Pick out every line of the records below that contains the string "vest" and copy each of those lines.

**Data section**:
===============

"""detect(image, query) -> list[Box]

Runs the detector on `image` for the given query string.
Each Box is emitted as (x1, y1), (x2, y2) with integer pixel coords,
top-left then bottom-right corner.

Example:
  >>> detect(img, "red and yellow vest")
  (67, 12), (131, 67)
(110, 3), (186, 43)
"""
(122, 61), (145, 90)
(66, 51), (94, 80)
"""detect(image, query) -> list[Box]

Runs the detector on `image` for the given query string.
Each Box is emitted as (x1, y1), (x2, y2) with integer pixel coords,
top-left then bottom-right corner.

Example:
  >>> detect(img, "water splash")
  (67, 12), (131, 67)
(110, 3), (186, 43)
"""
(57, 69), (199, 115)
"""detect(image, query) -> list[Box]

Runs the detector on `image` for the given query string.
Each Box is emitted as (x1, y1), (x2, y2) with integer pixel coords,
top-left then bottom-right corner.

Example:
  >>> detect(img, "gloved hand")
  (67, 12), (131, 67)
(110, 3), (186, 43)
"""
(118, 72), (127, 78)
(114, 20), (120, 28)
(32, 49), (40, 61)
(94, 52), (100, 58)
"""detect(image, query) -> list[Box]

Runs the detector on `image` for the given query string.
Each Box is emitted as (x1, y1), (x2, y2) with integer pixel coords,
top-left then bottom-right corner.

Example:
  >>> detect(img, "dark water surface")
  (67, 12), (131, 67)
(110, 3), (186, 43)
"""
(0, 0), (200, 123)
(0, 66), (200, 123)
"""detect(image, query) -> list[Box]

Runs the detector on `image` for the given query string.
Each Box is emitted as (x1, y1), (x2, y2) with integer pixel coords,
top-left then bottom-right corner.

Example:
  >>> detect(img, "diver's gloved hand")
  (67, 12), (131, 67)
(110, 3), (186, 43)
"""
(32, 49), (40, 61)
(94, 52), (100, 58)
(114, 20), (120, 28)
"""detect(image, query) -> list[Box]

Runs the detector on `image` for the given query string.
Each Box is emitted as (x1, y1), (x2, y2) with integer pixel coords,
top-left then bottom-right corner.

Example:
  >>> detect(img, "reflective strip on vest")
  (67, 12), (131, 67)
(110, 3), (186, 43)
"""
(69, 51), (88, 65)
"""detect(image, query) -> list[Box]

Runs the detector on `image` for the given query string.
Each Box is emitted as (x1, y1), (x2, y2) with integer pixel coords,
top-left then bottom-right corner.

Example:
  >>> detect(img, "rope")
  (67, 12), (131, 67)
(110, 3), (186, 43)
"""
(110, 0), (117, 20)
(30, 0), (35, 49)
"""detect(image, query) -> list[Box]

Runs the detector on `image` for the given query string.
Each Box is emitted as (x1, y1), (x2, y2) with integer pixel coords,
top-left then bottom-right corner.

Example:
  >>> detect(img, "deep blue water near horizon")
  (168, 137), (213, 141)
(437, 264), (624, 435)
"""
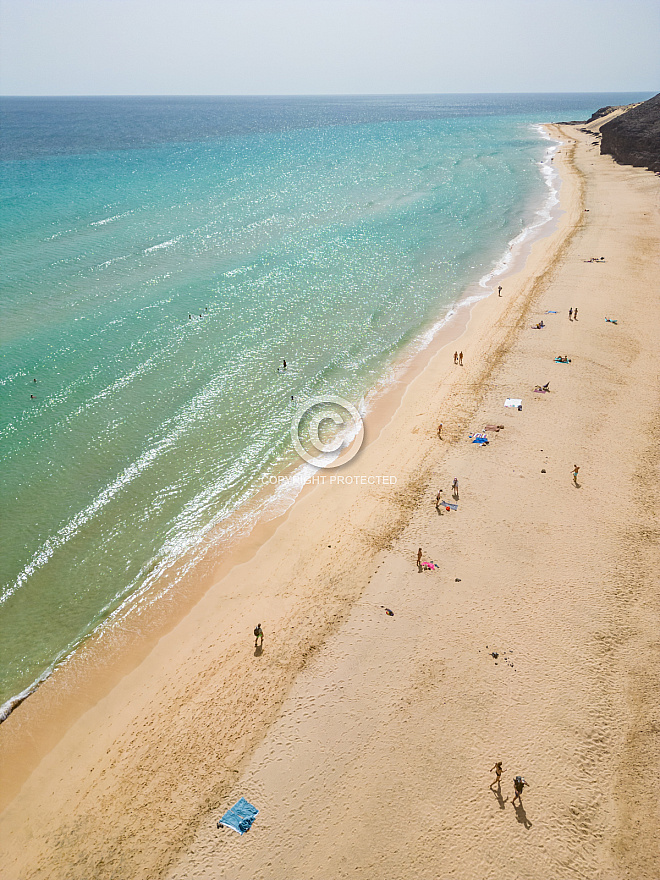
(0, 94), (648, 716)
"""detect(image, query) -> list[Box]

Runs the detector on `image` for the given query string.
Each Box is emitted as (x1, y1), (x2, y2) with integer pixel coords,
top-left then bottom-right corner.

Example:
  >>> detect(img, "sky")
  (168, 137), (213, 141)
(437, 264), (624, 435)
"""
(0, 0), (660, 95)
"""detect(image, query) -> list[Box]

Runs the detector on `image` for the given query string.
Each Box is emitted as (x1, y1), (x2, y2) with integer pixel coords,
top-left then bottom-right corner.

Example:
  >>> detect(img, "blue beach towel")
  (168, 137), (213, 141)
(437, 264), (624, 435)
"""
(218, 798), (259, 834)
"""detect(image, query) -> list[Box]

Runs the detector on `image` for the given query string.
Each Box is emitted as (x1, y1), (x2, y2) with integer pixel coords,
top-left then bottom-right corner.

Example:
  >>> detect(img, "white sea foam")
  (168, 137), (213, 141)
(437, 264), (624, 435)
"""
(89, 211), (133, 226)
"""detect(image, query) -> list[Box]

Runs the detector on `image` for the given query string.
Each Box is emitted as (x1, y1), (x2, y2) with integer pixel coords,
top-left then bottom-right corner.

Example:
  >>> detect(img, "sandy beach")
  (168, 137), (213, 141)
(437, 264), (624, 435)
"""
(0, 119), (660, 880)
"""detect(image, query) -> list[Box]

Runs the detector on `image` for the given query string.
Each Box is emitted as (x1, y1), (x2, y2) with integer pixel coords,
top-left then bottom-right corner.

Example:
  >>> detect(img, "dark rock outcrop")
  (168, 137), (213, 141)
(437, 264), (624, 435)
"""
(585, 104), (635, 125)
(600, 94), (660, 171)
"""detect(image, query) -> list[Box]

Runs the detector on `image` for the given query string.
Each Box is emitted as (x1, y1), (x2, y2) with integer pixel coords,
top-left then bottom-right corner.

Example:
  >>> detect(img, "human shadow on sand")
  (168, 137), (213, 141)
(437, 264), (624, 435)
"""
(490, 782), (509, 810)
(513, 801), (532, 828)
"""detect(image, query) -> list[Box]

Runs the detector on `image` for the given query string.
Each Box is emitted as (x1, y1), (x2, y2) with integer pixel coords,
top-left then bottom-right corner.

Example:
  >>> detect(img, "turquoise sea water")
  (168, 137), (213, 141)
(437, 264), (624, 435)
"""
(0, 95), (647, 716)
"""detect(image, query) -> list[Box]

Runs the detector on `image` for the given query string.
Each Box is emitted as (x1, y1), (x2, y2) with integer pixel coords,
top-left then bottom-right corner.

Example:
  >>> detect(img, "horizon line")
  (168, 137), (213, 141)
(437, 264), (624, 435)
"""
(0, 89), (657, 98)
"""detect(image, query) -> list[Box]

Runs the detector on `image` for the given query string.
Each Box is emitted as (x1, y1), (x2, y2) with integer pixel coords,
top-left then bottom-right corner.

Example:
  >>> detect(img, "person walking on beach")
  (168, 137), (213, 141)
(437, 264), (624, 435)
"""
(511, 776), (529, 803)
(489, 761), (503, 788)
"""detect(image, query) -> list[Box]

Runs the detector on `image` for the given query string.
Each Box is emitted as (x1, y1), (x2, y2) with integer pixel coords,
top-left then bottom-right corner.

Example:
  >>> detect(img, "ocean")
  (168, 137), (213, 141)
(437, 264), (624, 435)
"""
(0, 94), (648, 720)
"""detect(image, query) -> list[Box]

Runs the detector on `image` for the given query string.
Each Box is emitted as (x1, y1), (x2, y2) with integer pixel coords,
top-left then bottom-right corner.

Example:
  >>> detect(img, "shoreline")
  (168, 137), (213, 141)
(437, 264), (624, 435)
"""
(0, 122), (660, 880)
(0, 123), (562, 728)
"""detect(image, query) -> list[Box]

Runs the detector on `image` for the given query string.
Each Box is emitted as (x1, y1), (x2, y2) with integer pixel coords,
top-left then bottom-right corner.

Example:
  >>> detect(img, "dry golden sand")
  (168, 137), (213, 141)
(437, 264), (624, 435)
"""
(0, 120), (660, 880)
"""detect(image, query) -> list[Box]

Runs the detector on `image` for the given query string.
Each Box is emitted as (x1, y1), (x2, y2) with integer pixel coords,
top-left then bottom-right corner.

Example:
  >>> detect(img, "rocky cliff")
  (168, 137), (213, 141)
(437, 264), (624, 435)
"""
(600, 94), (660, 172)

===============

**Output below**:
  >>> detect(img, "red and yellow vest")
  >>> detect(img, "reflective strip on vest")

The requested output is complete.